Task statement:
Gather every line in the listing below that contains the word "suitcase", and copy each of those lines.

(Listing from a point labeling set)
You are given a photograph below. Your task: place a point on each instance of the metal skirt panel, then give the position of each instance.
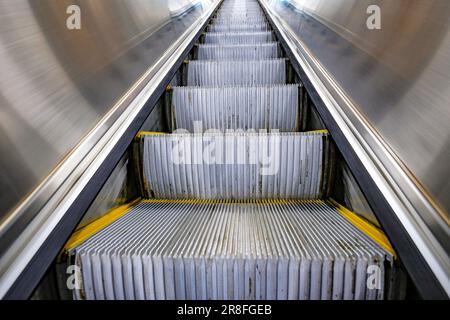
(239, 52)
(226, 38)
(234, 165)
(258, 107)
(254, 251)
(251, 72)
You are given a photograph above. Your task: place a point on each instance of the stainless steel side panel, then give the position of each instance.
(56, 84)
(389, 91)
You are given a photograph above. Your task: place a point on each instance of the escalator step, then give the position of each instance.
(256, 107)
(238, 52)
(211, 250)
(235, 165)
(239, 27)
(251, 72)
(239, 20)
(225, 38)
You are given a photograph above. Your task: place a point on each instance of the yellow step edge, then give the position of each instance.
(96, 225)
(318, 131)
(143, 133)
(368, 228)
(225, 201)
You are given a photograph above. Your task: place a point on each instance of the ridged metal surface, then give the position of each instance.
(239, 27)
(225, 38)
(239, 52)
(261, 107)
(230, 251)
(234, 165)
(252, 72)
(239, 20)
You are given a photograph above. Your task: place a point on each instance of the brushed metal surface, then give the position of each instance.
(398, 76)
(56, 84)
(390, 104)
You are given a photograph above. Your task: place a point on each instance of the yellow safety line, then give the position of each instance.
(96, 225)
(368, 228)
(142, 133)
(318, 131)
(225, 201)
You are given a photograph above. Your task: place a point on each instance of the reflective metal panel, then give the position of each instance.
(57, 83)
(387, 91)
(398, 76)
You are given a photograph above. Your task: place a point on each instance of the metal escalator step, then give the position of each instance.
(225, 38)
(239, 20)
(239, 27)
(256, 107)
(212, 250)
(218, 73)
(238, 52)
(235, 165)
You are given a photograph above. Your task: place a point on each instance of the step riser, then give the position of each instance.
(271, 107)
(241, 52)
(239, 27)
(234, 166)
(238, 38)
(220, 73)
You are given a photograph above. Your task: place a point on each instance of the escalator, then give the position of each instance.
(236, 198)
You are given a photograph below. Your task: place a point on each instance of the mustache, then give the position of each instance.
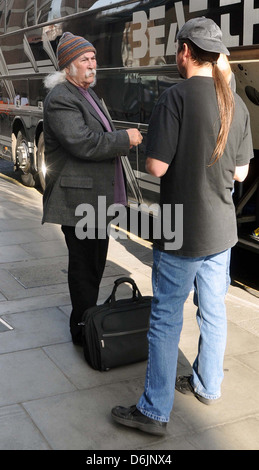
(90, 72)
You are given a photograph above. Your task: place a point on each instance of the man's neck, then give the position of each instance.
(204, 71)
(71, 80)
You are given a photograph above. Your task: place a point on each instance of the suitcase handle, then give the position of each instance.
(135, 290)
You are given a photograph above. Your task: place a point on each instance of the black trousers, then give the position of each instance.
(86, 264)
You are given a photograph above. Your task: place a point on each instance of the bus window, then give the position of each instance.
(29, 14)
(17, 15)
(151, 88)
(85, 4)
(21, 92)
(37, 91)
(51, 10)
(121, 95)
(14, 55)
(4, 95)
(2, 16)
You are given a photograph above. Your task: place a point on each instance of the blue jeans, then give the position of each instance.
(172, 279)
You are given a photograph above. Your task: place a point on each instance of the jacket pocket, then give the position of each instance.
(76, 182)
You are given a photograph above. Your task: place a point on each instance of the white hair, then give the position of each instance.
(54, 79)
(58, 77)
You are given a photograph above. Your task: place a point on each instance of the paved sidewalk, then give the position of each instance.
(51, 399)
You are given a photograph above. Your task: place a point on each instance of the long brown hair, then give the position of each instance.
(224, 94)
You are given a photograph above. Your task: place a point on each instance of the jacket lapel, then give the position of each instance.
(90, 108)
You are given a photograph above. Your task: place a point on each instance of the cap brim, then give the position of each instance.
(211, 46)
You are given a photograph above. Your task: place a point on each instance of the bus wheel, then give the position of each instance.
(41, 167)
(23, 159)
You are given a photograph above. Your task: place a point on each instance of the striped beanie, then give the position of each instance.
(70, 47)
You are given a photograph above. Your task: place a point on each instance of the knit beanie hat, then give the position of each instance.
(70, 47)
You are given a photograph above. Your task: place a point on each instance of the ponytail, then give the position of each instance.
(226, 106)
(224, 94)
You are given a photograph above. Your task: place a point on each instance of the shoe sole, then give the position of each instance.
(141, 426)
(205, 401)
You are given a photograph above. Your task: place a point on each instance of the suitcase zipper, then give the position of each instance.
(121, 333)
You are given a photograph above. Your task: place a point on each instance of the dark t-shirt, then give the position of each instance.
(182, 132)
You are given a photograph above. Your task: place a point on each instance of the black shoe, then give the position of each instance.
(183, 385)
(133, 418)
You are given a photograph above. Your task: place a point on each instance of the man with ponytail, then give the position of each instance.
(199, 141)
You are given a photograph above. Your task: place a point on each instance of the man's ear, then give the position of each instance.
(186, 51)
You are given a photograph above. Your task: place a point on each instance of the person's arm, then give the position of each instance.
(241, 173)
(156, 167)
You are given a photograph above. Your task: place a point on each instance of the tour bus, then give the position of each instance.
(136, 45)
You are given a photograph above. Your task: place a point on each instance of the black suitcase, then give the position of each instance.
(115, 333)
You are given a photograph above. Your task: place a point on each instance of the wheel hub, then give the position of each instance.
(22, 155)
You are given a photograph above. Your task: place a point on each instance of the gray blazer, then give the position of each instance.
(79, 154)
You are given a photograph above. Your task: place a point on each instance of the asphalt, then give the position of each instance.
(51, 399)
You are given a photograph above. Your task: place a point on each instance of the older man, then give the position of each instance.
(82, 152)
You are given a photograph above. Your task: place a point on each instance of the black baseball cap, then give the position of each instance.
(205, 33)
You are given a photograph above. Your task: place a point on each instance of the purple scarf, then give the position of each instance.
(119, 184)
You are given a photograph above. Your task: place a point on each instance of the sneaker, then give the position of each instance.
(133, 418)
(183, 385)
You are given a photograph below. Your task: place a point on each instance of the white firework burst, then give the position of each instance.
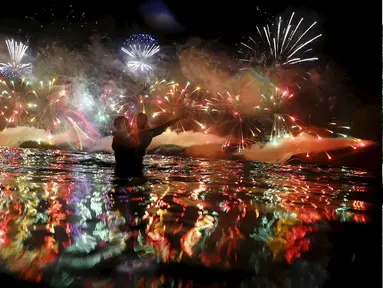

The output:
You are given a photograph above. Your task: place a point on each instance of the suitcase handle, then give the position of each instance.
You are given a photograph above. Your task: place a point on each instance of the suitcase zipper, then give the position of each instance.
You are given a photograph above. Your task: place a point on each instance of the black suitcase, then give the position of each instance.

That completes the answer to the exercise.